[Opening RECORD EXCERPTS section]
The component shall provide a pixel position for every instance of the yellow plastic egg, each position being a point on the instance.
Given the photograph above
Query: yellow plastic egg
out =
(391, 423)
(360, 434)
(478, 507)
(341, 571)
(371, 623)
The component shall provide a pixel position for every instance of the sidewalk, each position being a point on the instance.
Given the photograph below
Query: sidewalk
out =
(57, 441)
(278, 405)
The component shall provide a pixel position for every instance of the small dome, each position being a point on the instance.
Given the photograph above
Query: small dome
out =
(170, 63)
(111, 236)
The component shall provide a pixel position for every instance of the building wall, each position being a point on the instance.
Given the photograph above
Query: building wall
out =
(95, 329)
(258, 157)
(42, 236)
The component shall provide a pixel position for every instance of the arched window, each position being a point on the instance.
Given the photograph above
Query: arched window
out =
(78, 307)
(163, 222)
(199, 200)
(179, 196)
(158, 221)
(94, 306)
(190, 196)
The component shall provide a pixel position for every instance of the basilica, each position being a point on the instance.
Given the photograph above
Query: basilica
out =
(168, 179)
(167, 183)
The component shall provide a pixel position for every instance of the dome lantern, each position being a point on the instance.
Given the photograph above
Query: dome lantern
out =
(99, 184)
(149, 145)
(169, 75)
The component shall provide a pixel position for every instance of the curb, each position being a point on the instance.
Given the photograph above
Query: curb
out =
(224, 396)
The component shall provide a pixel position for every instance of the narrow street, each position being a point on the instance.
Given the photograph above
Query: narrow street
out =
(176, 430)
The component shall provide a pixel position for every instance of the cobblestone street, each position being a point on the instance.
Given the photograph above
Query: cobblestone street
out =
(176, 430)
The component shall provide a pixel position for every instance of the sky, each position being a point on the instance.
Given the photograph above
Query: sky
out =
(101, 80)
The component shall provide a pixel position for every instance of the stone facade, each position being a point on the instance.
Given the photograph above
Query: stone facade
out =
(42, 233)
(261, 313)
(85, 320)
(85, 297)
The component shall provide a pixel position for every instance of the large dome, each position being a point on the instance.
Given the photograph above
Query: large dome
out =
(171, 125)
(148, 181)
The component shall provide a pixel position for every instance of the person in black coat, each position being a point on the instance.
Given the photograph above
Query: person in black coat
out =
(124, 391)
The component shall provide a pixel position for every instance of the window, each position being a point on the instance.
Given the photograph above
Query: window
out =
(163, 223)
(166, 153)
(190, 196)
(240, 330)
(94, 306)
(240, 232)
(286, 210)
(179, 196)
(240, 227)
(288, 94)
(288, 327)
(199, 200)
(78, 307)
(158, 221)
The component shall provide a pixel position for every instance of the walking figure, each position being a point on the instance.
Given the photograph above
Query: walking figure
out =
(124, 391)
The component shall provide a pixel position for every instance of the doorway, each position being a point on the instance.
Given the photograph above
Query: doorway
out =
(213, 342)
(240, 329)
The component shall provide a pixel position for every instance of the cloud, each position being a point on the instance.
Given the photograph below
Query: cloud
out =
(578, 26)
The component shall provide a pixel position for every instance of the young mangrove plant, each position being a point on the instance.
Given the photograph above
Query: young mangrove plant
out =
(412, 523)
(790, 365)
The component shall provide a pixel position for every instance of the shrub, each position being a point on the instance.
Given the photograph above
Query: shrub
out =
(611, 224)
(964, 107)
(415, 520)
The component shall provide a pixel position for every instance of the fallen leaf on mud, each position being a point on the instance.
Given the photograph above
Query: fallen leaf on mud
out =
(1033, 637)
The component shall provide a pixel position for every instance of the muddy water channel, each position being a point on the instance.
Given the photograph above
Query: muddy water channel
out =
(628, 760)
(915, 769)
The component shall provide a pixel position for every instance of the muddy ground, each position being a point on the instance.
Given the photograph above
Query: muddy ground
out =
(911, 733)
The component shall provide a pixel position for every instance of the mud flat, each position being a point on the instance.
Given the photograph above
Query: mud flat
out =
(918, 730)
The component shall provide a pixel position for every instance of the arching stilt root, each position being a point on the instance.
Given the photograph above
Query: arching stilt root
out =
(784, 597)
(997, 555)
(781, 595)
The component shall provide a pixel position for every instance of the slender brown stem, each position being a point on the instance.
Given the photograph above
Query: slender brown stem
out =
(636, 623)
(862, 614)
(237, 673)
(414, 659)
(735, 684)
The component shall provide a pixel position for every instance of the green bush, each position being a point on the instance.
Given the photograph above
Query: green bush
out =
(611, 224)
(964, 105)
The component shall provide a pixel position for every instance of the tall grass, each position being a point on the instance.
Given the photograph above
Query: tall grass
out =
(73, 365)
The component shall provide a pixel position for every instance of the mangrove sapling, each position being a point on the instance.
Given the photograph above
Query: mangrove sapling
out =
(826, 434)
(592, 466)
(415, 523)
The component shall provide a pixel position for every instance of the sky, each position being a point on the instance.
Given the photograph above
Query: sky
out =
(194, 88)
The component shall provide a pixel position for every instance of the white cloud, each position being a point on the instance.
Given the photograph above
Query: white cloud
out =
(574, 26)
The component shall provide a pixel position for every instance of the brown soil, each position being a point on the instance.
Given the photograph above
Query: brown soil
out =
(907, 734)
[Closing RECORD EXCERPTS section]
Go through the entries and report every line with the string "brown".

The component shall provide a pixel position for every instance of the slender brown stem, each position being a point on the instance.
Query: slender brown stem
The component shall provide a pixel position for every instance of the brown soil, each position being a point on the instance.
Query: brown soil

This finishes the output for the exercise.